▶ [DIRECTIVE]: Reproduce all of the listing below without alteration.

▶ [INPUT]:
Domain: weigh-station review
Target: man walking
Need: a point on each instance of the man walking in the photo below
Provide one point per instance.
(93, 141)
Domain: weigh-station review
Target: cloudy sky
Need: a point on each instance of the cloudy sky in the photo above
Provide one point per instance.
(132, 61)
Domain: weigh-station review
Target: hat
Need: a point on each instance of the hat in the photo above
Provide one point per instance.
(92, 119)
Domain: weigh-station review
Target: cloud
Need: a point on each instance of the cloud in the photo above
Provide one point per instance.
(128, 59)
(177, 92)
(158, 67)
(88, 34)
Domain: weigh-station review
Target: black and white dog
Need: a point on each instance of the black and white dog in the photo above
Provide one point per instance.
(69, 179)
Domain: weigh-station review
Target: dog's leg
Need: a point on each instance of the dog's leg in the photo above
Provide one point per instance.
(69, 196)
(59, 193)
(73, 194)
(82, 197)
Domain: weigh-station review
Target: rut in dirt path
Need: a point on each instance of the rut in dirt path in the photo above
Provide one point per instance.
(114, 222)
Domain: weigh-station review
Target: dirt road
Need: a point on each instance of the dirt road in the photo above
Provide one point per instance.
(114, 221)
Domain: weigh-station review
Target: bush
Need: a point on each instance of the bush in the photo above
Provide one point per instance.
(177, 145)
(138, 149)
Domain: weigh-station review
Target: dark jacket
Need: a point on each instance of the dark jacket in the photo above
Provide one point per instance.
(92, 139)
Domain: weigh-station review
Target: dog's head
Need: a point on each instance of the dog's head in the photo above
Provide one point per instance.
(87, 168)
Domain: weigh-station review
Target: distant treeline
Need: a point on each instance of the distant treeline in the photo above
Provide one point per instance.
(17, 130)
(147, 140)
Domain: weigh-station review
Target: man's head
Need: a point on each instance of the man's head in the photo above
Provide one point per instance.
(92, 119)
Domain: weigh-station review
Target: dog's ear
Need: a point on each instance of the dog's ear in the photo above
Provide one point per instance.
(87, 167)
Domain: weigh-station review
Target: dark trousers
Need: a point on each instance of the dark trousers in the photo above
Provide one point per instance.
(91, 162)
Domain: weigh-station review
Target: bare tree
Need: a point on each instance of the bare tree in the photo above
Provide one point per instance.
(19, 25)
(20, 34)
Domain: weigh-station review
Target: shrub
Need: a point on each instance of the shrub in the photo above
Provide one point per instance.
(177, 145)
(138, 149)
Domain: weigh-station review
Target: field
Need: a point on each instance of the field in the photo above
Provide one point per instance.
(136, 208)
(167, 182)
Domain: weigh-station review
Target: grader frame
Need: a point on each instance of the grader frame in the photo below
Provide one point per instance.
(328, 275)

▶ [EXERCISE ANSWER]:
Domain: weigh-station review
Target: man walking
Need: a point on each instance of the man walking in the photo below
Provide one point per instance.
(93, 141)
Domain: weigh-station review
Target: cloudy sky
Need: a point on each instance of the cloudy sky in the photo above
Provide one point per instance.
(132, 61)
Domain: weigh-station review
Target: hat
Need: a point on each instance of the hat in the photo above
Provide one point per instance.
(92, 119)
Domain: weigh-station review
Target: cloud
Need: a point on each instance of the cloud in the photo above
Provide one point per instance.
(128, 59)
(177, 92)
(158, 67)
(88, 34)
Domain: weigh-station review
Target: black and white dog
Need: a point on each instance of the black and white dog in the photo above
Provide one point per instance.
(69, 179)
Domain: weigh-station review
Target: dog's leg
Need: a point on each instance of the dog's leg in the photo above
Provide one point per instance.
(69, 196)
(59, 193)
(73, 194)
(82, 197)
Domain: weigh-station review
Target: rut in dirt path
Need: a point on each instance of the rut in dirt path in the photo above
Provide one point per instance.
(114, 222)
Domain: weigh-station review
Target: dirt road
Need: a point on each instance of the dirt road in the photo above
Provide one point per instance.
(114, 221)
Domain: weigh-station review
Target: bush
Need: a point on each instance of the bush in the photo above
Provide one point per instance.
(177, 145)
(138, 149)
Domain: weigh-station review
Target: dark jacket
Need: a point on each instance of the dark jacket in the photo above
Provide one point per instance.
(92, 139)
Domain: weigh-station review
Target: dog's head
Need: a point on each instance of the dog's head in the photo above
Provide one point per instance.
(87, 168)
Domain: weigh-station review
Target: distant treeline
Need: a point on each instance of the distant treeline in the photo above
Provide one point per instance.
(17, 130)
(147, 140)
Domain: weigh-station review
Target: man's head
Need: a point on each instance of the man's head in the photo above
Provide one point per instance.
(92, 119)
Domain: weigh-station review
Target: dog's ear
Need: a point on each instance of the dog's ear in the photo above
Provide one point per instance.
(87, 167)
Domain: weigh-station review
Target: dark trousers
Need: a point on each instance of the dark trousers in the photo above
Provide one point per instance.
(91, 162)
Domain: weigh-station review
Target: bare tree
Need: a point on each instance of the bare tree in the photo above
Provide one point per instance.
(19, 25)
(20, 34)
Domain: weigh-station review
Target: shrub
Need: a point on each instance of the shrub in the photo above
Provide one point per instance.
(177, 145)
(138, 149)
Domain: weigh-station review
Target: field
Need: a point on each instance of the field in the photo above
Provide one point per instance.
(136, 208)
(167, 182)
Domain: weigh-station review
Target: grader frame
Need: a point on each instance of the grader frame in the photo below
Provide one point per instance.
(328, 275)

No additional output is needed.